--- Document text Enclosed Below ---
Genesis 12 paints a picture of God telling Abraham to:

“Go from your country and your kindred and your father’s house to the land that I will show you.” (Genesis 12:1, ESV)

He was to leave Haran, a land bustling with agricultural promise to go….somewhere.

Imagine him explaining it to Sarah.

“Where are we going?”

“I don’t know.”

“You mean, we pick up, leave the only life we have known to go to…somewhere.”

Yet, that was the first turning point. None of the promises of God would come to fruition without that first step. A land, a people, a blessing would not belong to Abraham had he chosen comfort.

One of our turning points is do we believe God and do what we don’t understand? Or do we do what is comfortable.

That is the choice faced by those who know the Bible. Their religious traditions suit them. They fit in with their family who support them. And now, I am going against the grain?

Taking the steps to become a Christian is frightening. It is leaving home to go to where God will show them

But Abraham would face others.
--- End of Enclosed Document text ---
--- Material supplied Enclosed Below ---
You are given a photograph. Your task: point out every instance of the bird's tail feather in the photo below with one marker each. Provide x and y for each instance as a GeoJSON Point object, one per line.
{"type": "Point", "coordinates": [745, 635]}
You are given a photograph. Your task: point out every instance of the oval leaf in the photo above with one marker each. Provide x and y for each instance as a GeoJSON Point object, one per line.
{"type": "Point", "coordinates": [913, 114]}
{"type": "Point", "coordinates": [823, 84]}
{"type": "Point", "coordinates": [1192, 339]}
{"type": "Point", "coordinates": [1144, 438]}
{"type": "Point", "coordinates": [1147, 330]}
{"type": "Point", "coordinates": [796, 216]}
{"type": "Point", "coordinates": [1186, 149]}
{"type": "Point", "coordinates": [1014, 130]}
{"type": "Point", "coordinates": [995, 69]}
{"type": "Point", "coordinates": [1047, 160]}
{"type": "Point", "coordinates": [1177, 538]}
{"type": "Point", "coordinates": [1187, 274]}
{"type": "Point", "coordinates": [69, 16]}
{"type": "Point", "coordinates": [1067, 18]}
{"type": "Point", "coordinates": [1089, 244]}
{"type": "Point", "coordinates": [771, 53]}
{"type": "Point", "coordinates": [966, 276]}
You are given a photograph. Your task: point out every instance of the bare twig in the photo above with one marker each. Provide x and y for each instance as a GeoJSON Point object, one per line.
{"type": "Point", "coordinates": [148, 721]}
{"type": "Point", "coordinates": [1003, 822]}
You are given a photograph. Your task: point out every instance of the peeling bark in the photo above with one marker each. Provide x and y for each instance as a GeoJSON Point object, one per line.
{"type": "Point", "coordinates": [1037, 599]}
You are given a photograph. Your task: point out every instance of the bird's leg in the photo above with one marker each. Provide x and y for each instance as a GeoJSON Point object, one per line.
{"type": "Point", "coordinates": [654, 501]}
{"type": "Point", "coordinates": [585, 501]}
--- End of Enclosed Material supplied ---
Assigned task 1 => Using the passage about Abraham, decide whether each statement agrees with it: (a) Abraham was told to leave Haran, a land with agricultural promise; (b) in the imagined exchange, Abraham tells Sarah where they are headed; (c) the passage calls the steps to becoming a Christian easy. Answer yes or no for each, and quote the deciding words.
Assigned task 2 => Resume the passage about Abraham after its final sentence, "But Abraham would face others."
The records come from a different source than the text.

Task response 1 =>
(a) Yes: "He was to leave Haran, a land bustling with agricultural promise"
(b) No: "I don’t know."
(c) No: "Taking the steps to become a Christian is frightening."

Task response 2 =>
To Trust

Abraham left Haran and went to Palestine, where he was an alien in the land. He owned no property and lived in a tent that he folded to move from place to place. He had no stakes in the ground. Nothing was solid or permanent.

Then, in Genesis 15, God pointed him to the celestial dome above him. Millions of stars pierced the darkness. His offspring would compete with the numbers of the stars.

Yet, that’s not very believable for a man, aging by the moment, with a wife who is doing the same. The childbearing age had passed. And God had rejected all Plan Bs. How would God do the impossible?

Do you keep going when life hits brick walls? God says, “Trust me.”

All face the same barriers, from health to life changes to family issues. Do you trust God enough to keep going?

To Give

Abraham’s rearview mirror shows moments of trust and moments of distrust. But he is growing.

Then comes Genesis 22. God asks Abraham for the impossible.

“Take your son, your only son Isaac, whom you love, and go to the land of Moriah, and offer him there as a burnt offering on one of the mountains of which I shall tell you.” (Genesis 22:2, ESV)

God asks  Abraham to give up the most precious part of his life, a son born in his old age. It would undo the promises and tear out his heart.

Do you do it? Do you make excuses? Procrastinate? Refuse?

But Abraham got up early the next morning, saddled a donkey, woke Isaac, and made the trek to Moriah. Can you imagine that trip? How Abraham must have struggled with every step?

And when Isaac started questioning him, what do you say? Does he mean it when he says, “The Lord will provide”?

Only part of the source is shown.